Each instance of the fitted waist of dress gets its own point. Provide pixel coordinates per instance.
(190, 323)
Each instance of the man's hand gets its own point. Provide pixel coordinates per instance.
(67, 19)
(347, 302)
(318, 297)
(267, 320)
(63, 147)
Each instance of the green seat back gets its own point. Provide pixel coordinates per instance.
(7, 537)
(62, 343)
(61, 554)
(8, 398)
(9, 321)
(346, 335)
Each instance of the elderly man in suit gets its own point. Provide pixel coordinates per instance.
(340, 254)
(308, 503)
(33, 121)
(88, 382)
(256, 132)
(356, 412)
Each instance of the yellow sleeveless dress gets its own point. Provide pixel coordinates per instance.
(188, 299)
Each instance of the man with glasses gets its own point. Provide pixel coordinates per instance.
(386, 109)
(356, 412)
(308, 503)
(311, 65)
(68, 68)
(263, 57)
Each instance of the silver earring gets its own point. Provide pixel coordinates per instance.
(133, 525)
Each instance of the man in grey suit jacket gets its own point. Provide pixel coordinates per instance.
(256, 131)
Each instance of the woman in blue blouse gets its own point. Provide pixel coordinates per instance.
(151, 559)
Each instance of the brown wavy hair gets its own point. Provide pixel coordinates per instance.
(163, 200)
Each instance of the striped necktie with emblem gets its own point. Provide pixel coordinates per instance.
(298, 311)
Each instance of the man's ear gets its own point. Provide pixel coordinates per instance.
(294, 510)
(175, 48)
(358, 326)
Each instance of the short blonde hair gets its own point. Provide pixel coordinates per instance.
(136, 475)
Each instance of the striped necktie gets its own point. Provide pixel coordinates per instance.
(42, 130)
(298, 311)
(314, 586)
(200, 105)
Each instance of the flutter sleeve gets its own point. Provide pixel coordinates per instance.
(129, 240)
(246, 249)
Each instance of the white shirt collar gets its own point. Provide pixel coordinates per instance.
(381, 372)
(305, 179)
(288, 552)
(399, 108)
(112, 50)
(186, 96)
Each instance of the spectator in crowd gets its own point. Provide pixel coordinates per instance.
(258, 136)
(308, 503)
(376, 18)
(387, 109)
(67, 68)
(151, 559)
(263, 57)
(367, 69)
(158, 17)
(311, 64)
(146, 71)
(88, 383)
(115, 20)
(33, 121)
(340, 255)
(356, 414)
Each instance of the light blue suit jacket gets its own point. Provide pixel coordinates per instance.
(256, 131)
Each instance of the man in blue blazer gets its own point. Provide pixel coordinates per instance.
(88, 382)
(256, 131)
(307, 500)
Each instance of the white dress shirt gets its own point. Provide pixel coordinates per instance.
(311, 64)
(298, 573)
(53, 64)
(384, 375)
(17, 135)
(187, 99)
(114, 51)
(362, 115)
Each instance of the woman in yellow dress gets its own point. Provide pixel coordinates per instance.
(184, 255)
_ _ _
* **Exercise instructions**:
Transcribe all of the material exactly. Omit nothing.

* **Correct response**:
Each instance of the fitted waist of dress gets its own point. Provide pixel coordinates per instance.
(190, 323)
Each instance of the man's hand gets its own point. Provide pixel coordinates per instance.
(67, 19)
(347, 302)
(318, 297)
(267, 320)
(63, 147)
Each instance of the green seat back gets its own point. Provide pixel coordinates per instance.
(7, 537)
(62, 343)
(61, 554)
(8, 398)
(9, 321)
(346, 335)
Each instance of the elderly man in suit gets its own point. Provide pixel coordinates per instance.
(340, 254)
(308, 503)
(33, 121)
(88, 382)
(256, 132)
(356, 412)
Each instance of the yellow sleeveless dress gets its own point. Provide pixel coordinates per instance.
(188, 299)
Each instance of the man with glasses gets its own point. Provide pixel coordinates per instance.
(386, 109)
(356, 412)
(308, 503)
(311, 65)
(68, 68)
(263, 57)
Each instance of the silver earring gets its own point. Provide pixel coordinates per instance.
(133, 525)
Each instance of the man in grey suit jacket gets its own point. Provide pixel coordinates per instance.
(256, 131)
Each instance of the woman in blue blouse gets its own point. Provide pixel coordinates per instance.
(151, 559)
Each instance of the brown wavy hair gets its own point. Provide pixel coordinates per instance.
(163, 200)
Each instance of the striped necktie with emblem gets its own point. Provide pixel coordinates per instance.
(298, 311)
Each instance of the man's ear gets its own point. Provide pixel coordinates per instance.
(294, 510)
(175, 48)
(358, 326)
Each instance of the short blonde hair gets its own point. Provide pixel coordinates per instance.
(136, 475)
Each instance of the striped necktie gets its own point. Provide pixel coordinates per instance.
(42, 130)
(298, 311)
(314, 586)
(200, 105)
Each instance of the flutter sleeve gets its own point. Provide pixel coordinates per instance.
(129, 240)
(246, 249)
Each instance of the white shirt collar gets its own point. Provide pixel coordinates per instance.
(381, 372)
(305, 179)
(288, 552)
(399, 108)
(112, 50)
(186, 96)
Each instance of the spectator in crowd gets its own point. Provide pixel coordinates per instance.
(258, 136)
(308, 503)
(376, 18)
(387, 109)
(67, 68)
(151, 559)
(263, 57)
(367, 69)
(158, 17)
(311, 64)
(146, 71)
(88, 383)
(115, 20)
(33, 121)
(340, 255)
(356, 414)
Each instance of the light blue suit jacket gets its own point. Provide pixel coordinates per instance.
(256, 131)
Each instance of the man in blue blazer gets its own point. Provide pixel coordinates per instance.
(88, 382)
(256, 131)
(307, 500)
Each instance of the white dress shirt gets its own point. Provide pixel coordinates per instance.
(311, 64)
(298, 573)
(53, 64)
(384, 375)
(17, 135)
(187, 99)
(114, 51)
(362, 115)
Each instance of the woman in yellow dress gets its own point. Provide pixel coordinates per instance.
(184, 255)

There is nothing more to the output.